Task prompt
Reproduce the entire listing below word for word, keeping every line as it appears.

Extracted data
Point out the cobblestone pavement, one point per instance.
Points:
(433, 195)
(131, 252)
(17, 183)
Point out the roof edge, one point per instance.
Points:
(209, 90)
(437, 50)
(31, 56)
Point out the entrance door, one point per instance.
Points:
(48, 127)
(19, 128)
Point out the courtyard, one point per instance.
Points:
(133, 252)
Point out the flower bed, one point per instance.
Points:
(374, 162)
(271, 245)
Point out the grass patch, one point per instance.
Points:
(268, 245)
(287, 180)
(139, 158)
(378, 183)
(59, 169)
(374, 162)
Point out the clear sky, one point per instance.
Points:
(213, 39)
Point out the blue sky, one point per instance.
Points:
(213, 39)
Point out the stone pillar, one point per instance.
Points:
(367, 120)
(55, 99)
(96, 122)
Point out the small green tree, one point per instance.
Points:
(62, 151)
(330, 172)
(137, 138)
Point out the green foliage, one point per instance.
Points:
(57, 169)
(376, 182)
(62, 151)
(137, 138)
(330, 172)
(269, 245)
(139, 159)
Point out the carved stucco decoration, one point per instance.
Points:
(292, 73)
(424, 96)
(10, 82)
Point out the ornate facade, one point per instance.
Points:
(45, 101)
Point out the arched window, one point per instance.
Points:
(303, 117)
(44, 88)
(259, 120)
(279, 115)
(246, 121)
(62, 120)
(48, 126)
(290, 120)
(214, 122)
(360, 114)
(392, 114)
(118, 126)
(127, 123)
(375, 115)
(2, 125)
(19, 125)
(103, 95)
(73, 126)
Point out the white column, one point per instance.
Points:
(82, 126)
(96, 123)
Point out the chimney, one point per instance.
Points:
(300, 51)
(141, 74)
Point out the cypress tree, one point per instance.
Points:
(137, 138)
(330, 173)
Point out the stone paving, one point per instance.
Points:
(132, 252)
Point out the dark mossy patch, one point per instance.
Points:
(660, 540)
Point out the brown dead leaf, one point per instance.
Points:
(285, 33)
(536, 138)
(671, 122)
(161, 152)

Complete output
Point out the cobblestone pavement, one point per instance.
Points:
(433, 195)
(131, 252)
(17, 183)
Point out the roof edge, one point per instance.
Points:
(209, 90)
(437, 50)
(31, 56)
Point out the entrance door, one point per instance.
Points:
(48, 127)
(19, 128)
Point out the courtyard, one point per instance.
Points:
(133, 252)
Point out the flower bed, one point per instance.
Points:
(374, 162)
(271, 245)
Point out the grass patch, one point per instance.
Points:
(268, 245)
(287, 180)
(139, 158)
(378, 183)
(59, 169)
(374, 162)
Point out the clear sky, one point per instance.
Points:
(213, 39)
Point out the blue sky, one point per instance.
Points:
(213, 39)
Point out the stone pillar, one point per instance.
Points:
(367, 120)
(55, 99)
(96, 122)
Point out the small green tree, one point per instance.
Points:
(62, 151)
(330, 172)
(137, 138)
Point out the green foliage, one point per instance.
Points:
(57, 169)
(376, 182)
(62, 151)
(137, 138)
(330, 172)
(269, 245)
(139, 159)
Point out the carved stucco decoration, one point per instance.
Points:
(292, 73)
(424, 96)
(10, 82)
Point out the ornate facade, one point per instance.
Points:
(45, 101)
Point out the arched window, one point per instance.
Points:
(303, 117)
(44, 88)
(259, 120)
(279, 115)
(246, 121)
(62, 120)
(48, 126)
(290, 120)
(214, 122)
(360, 114)
(392, 114)
(118, 126)
(127, 123)
(375, 115)
(2, 125)
(19, 125)
(103, 95)
(73, 126)
Point out the white column, one point per instance.
Points:
(82, 126)
(96, 123)
Point out the chimney, one point per instance.
Points:
(300, 51)
(141, 74)
Point out the cypress tree, one point per instance.
Points:
(137, 138)
(330, 173)
Point out the stone paving, one point per instance.
Points:
(132, 252)
Point out the dark mossy patch, one point per instance.
Points:
(660, 540)
Point out the brown dead leaf, one point per instance.
Points:
(285, 33)
(536, 138)
(671, 122)
(161, 152)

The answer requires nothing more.